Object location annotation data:
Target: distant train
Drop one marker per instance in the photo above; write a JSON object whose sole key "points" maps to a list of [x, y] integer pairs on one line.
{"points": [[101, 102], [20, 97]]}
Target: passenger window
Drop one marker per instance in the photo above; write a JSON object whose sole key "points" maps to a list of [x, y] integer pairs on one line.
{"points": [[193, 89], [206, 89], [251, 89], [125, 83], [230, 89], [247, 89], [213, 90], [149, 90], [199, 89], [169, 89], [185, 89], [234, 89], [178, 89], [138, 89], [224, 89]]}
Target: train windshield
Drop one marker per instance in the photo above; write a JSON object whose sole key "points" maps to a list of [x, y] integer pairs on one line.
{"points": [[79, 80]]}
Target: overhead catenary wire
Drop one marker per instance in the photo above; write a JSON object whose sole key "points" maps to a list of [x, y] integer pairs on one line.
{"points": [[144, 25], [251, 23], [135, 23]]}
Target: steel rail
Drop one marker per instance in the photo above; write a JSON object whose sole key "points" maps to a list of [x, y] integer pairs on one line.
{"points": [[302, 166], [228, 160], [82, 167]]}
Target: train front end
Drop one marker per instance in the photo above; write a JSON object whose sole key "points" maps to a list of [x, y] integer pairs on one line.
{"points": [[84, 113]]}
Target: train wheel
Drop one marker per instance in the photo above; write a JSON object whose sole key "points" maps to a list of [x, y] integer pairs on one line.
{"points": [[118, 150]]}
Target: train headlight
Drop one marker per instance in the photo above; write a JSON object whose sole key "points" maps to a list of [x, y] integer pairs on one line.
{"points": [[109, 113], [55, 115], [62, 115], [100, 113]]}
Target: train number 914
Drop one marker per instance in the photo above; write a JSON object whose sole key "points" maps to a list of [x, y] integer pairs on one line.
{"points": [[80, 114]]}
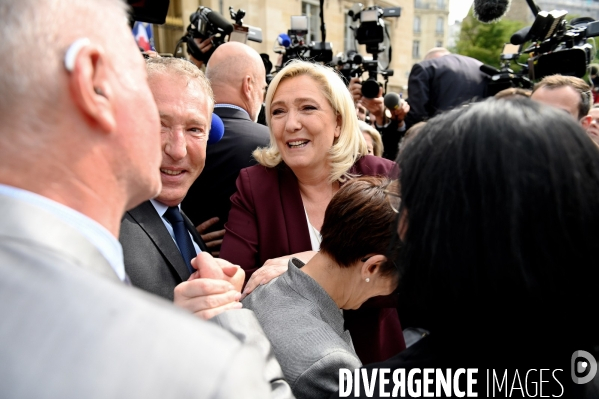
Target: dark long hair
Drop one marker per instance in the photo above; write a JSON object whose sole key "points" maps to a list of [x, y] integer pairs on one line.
{"points": [[502, 202]]}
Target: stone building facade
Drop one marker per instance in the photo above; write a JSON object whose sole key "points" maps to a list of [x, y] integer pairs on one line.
{"points": [[273, 17]]}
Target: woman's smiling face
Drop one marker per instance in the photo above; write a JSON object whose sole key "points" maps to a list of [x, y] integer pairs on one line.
{"points": [[303, 123]]}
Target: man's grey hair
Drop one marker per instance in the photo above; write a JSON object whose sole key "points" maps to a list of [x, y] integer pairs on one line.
{"points": [[35, 35], [183, 68]]}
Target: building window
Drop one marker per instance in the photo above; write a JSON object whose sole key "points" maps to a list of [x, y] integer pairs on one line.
{"points": [[416, 49], [312, 11], [416, 24], [440, 24]]}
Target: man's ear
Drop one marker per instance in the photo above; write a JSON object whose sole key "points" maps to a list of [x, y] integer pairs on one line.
{"points": [[371, 267], [585, 121], [90, 87]]}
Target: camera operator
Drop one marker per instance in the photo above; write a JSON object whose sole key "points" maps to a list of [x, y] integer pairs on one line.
{"points": [[443, 81], [391, 129], [568, 93]]}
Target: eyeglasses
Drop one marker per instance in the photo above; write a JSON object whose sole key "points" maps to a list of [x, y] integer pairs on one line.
{"points": [[394, 200]]}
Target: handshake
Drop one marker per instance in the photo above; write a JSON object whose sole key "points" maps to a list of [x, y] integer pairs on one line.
{"points": [[397, 107]]}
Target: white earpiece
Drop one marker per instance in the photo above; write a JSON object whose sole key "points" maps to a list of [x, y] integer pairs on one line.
{"points": [[73, 50]]}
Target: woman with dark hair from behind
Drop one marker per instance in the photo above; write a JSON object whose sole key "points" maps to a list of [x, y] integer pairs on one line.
{"points": [[500, 229], [300, 310]]}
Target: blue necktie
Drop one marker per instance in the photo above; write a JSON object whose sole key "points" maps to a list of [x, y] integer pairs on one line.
{"points": [[173, 215]]}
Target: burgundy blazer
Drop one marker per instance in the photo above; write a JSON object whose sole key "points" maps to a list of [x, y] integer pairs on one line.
{"points": [[267, 220]]}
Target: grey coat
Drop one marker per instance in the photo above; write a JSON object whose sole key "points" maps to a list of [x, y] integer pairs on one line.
{"points": [[305, 328], [70, 329]]}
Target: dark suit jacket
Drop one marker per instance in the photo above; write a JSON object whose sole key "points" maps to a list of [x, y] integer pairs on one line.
{"points": [[443, 83], [267, 220], [210, 194], [152, 259]]}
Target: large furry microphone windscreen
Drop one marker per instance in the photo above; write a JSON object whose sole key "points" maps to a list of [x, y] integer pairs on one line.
{"points": [[489, 11]]}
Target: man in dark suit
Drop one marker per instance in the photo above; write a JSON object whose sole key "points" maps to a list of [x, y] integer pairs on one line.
{"points": [[238, 78], [158, 240], [443, 81], [79, 145]]}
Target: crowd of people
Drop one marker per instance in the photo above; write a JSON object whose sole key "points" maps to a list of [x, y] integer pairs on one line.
{"points": [[139, 261]]}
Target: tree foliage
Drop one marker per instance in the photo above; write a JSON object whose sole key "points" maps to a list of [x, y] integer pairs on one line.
{"points": [[485, 41]]}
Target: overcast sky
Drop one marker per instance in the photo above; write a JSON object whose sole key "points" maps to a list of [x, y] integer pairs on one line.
{"points": [[458, 9]]}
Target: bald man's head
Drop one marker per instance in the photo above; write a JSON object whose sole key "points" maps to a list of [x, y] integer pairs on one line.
{"points": [[237, 75]]}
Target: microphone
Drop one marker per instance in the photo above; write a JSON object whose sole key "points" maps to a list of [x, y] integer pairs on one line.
{"points": [[521, 36], [217, 129], [284, 40], [488, 11], [392, 101], [220, 21]]}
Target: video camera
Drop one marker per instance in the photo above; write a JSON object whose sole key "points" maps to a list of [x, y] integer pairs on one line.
{"points": [[370, 31], [295, 45], [206, 23], [557, 47]]}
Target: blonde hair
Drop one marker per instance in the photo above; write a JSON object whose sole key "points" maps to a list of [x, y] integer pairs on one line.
{"points": [[349, 146], [377, 141]]}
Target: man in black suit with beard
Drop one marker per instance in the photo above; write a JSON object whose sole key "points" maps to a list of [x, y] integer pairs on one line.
{"points": [[238, 78], [443, 81]]}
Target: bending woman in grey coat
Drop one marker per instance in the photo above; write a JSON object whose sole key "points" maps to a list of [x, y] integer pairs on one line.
{"points": [[300, 310]]}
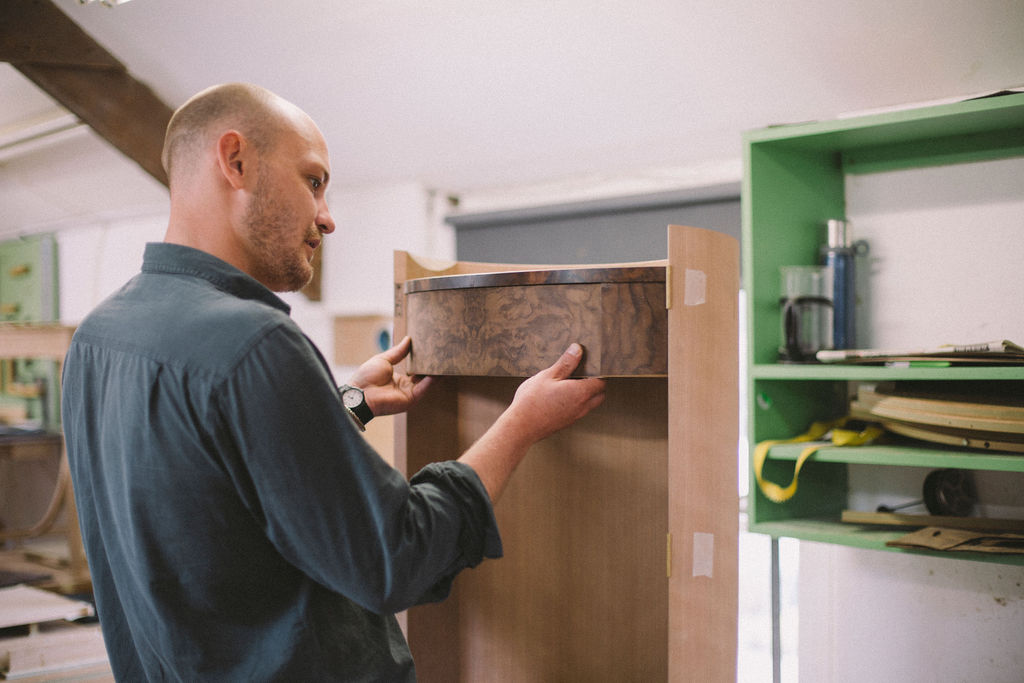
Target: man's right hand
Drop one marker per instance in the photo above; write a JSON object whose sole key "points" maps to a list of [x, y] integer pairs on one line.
{"points": [[543, 404], [552, 400]]}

• TASK PROMPT: In the lines running from the one that holds "Target: bending woman in grey coat" through the last line, inclusive, change "photo" to "image" and leave everything else as it is. Give back those lines only, without the pictures.

• EXERCISE RESULT:
Target: bending woman in grey coat
Drop one marker per instance in the image above; write a JSON object whose sole key "points" maps to a list of [x, y] integer pairs on one line.
{"points": [[300, 310]]}
Target: man's right hand
Drop one marker per instance in the image above; write a JSON object whose sole key "points" maps to a list of [x, y] integer pairs on one line.
{"points": [[543, 404], [552, 400]]}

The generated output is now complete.